◆ Aim of the task ◆
The thread below discusses unsigned types. For each comment in it that opens with an @ mention, give the name it addresses and the first few words that follow.

◆ Text shown ◆
Johannes Schaub - litb
Oh, OK, somehow I missed the `- 1` bit,
AndreyT
@AndreyT so I wonder why it is a good style and good programming practice. What will you gain? This answer shows some excellent techniques on how to work with `unsigned`, but really doesn't bring up arguments for using `unsigned` in the first place. Your answer could be so much better if it contained a list with the benefits of unsigned types.
Johannes Schaub - litb
@Johannes Schaub: I don't see any obvious performance or "safety"-related benefits (actually I do see some performance benefits, but I don't think they are critical in any way). I simply believe that conceptually unsigned types better express the intent of the code designer. Unsigned types should be used to represent naturally non-negative quantities. They convey this information to those who will read the code later: this quantity is never negative.
AndreyT
@AndreyT this guy has a nice summary which coincides with my opinion: http://groups.google.com/group/comp.lang.c++.moderated/msg/5bce424269082624 , in particular the natural/modulo behavior bit.
Johannes Schaub - litb
+1  A: 

It won't prevent negative numbers from being fed into a function; instead it will interpret them as large positive numbers. This may be moderately useful if you know an upper bound for error checking, but you need to do the error checking yourself. Some compilers will issue warnings, but if you're using unsigned types a lot there may be too many warnings to deal with easily. These warnings can be covered up with casts, but that's worse than sticking to signed types only.

I wouldn't use an unsigned type if I knew the variable shouldn't be negative, but rather if it couldn't be. size_t is an unsigned type, for example, since a data type simply can't have negative size. If a value could conceivably be negative but shouldn't be, it's easier to express that by having it as a signed type and using something like i < 0 or i >= 0 (these conditions come out as false and true respectively if i is an unsigned type, regardless of its value).

If you're concerned about strict Standard conformance, it may be useful to know that overflows in unsigned arithmetic are fully defined, while in signed arithmetic they're undefined behavior.

◆ Given data ◆
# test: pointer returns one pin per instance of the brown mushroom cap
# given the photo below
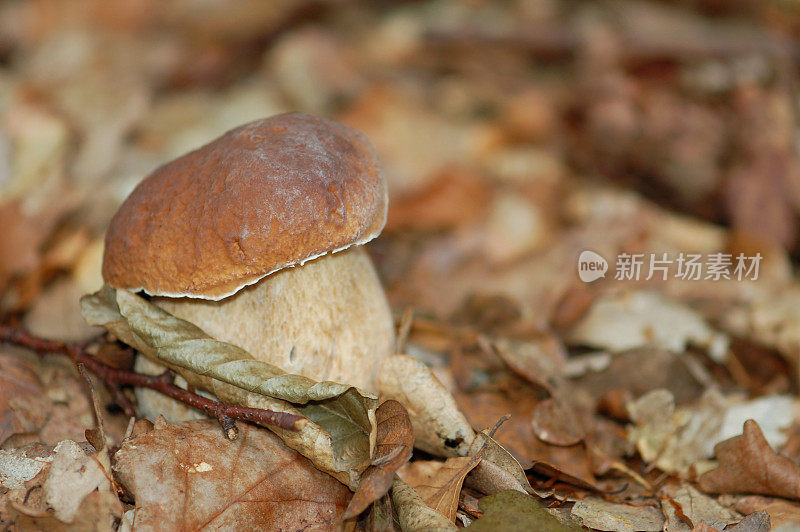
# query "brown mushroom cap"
(265, 196)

◆ Answer ◆
- @AndreyT: "so I wonder why it is a good style…"
- @Johannes Schaub: "I don't see any obvious performance…"
- @AndreyT: "this guy has a nice summary…"